> [WHAT IS ASKED]:
1 - In the article about the lawsuit against California's K-12 antisemitism law, which group filed the federal suit?
2 - Carry on the article about the lawsuit against California's K-12 antisemitism law, starting after its final paragraph.

## BEGIN TEXT PASSAGE

Uncategorized
Arab Rights Group Sues to Overturn K-12 Antisemitism Law in California
Illustrative: Anti-Israel protesters in Los Angeles, California, US, Oct. 2, 2025. Photo: REUTERS/Daniel Cole
A new California law which aims to combat antisemitism in K-12 schools is being targeted in a federal lawsuit filed by a group which calls itself the American-Arab Anti-Discrimination Committee (ADC).
As previously reported by The Algemeiner, the legislation, signed by Gov. Gavin Newsom last month on the anniversary of Hamas’s Oct. 7, 2023, massacre across southern Israel, requires the state to establish a new Office for Civil Rights for monitoring antisemitism in public schools, establish an Antisemitism Prevention Coordinator, set parameters within which the Israeli-Palestinian conflict may be equitably discussed, and potentially bar antisemitic materials from reaching the classroom.

## END TEXT PASSAGE
## BEGIN RECORDED DATA

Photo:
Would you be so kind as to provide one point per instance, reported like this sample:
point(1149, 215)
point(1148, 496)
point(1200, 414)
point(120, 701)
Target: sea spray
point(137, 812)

## END RECORDED DATA
## BEGIN RECORDED DATA

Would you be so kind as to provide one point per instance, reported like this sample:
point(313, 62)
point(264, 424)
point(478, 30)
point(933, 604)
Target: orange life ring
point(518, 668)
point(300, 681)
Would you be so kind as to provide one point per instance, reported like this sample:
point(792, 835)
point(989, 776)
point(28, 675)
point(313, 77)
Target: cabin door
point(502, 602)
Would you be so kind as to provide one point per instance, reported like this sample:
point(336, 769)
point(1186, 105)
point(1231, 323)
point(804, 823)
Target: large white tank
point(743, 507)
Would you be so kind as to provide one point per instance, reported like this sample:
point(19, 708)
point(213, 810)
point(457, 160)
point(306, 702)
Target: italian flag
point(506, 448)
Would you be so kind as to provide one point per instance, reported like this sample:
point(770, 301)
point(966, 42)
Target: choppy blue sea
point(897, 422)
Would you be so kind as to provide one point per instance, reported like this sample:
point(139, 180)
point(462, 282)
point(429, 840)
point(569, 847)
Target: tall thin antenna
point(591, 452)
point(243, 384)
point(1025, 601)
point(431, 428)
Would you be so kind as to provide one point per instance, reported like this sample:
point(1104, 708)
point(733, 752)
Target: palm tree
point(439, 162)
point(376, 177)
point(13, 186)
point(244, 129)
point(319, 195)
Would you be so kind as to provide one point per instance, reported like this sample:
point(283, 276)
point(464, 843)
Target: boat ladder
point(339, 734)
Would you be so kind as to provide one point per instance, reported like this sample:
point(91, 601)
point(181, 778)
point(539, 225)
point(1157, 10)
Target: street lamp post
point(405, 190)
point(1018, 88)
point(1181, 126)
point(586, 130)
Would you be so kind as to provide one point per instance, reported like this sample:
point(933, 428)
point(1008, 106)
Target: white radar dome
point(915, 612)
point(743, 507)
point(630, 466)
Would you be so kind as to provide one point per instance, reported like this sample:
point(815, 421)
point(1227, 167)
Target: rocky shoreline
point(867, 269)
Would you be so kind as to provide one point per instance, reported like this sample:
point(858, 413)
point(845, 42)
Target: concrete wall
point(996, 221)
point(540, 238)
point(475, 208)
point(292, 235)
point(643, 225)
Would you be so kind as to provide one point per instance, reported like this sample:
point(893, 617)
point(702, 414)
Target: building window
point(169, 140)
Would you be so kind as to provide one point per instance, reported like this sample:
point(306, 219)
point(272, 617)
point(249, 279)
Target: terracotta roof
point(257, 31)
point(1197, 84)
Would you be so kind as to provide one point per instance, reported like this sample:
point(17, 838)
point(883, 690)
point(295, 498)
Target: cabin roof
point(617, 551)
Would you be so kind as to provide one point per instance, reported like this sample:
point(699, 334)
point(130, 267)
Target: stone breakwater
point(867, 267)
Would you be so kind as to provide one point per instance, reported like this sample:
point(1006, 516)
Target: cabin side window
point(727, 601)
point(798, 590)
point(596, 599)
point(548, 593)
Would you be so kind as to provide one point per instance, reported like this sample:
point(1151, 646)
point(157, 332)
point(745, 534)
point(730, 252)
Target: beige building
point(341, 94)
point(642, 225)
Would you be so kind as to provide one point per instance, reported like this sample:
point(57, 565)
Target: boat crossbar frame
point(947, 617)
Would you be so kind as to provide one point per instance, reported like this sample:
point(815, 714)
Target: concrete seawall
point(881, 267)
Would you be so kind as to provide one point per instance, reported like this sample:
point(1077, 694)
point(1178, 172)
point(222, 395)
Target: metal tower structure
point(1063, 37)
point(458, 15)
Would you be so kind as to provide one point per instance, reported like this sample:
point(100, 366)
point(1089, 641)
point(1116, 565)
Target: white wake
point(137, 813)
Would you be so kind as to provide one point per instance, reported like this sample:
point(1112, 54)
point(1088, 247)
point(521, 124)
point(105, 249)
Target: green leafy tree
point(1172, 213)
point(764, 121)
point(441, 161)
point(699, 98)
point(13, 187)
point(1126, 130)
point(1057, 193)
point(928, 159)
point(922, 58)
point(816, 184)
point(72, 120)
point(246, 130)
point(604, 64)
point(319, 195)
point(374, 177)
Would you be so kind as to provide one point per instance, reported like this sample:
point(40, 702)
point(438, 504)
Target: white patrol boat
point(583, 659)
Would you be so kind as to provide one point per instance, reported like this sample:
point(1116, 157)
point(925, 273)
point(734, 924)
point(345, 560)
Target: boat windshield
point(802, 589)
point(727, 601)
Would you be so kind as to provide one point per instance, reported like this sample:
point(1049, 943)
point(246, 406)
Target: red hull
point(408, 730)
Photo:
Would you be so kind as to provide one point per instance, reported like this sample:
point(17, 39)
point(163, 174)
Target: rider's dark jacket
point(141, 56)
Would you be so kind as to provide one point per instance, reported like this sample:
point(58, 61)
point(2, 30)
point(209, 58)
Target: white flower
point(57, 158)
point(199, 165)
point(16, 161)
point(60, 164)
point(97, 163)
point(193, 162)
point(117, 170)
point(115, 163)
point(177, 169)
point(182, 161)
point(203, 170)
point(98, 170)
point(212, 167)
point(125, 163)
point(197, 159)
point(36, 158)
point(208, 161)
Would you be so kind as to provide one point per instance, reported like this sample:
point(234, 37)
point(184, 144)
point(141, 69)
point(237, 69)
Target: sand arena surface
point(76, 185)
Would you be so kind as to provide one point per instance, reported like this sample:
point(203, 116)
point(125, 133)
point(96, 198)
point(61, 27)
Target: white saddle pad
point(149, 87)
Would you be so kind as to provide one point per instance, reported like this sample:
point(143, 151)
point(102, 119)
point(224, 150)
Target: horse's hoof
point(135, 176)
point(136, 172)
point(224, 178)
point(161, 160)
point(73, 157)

## END RECORDED DATA

> [EXERCISE RESPONSES]:
1 - The American-Arab Anti-Discrimination Committee (ADC).

2 -
State lawmakers introduced the measure, also known as Assembly Bill (AB) 715, in the California legislature followed year-on-year increases in incidents of K-12 antisemitism, including vandalism and assault, which has surged 135 percent since 2023. Among the spike in incidents, a Jewish girl was beaten with a stick and teased with jokes about Nazi leader Adolf Hitler, students chanted “Kill the Jews” during anti-Israel protests, and partisan groups smuggled far-left, anti-Zionist content into classrooms without clearing the content with parents and other stakeholders.
In a statement announcing its lawsuit, the ADC argued that Arabs are victims of discrimination and that fighting antisemitic harassment in accordance with the new law undermines First Amendment protections of speech unfettered by governmental interference. Furthermore, the ADC argued that the law amounts to a hijacking of American policy by Israel, an argument advanced by neo-Nazis, including Nicholas Fuentes, and commentators who promote their views such as Tucker Carlson and Candace Owens.
“Our children’s rights are not negotiable. Compromised politicians in California do not have the right or authority to muzzle our children and strip away their First Amendment rights,” ADC national director Abed Ayoub said in a statement. “AB 715 does exactly that: It rips up the First Amendment and hands classrooms to a foreign agenda. By signing this bill into law, Gov. Newsom has made it clear — he has sided with foreign interests instead of students and parents.”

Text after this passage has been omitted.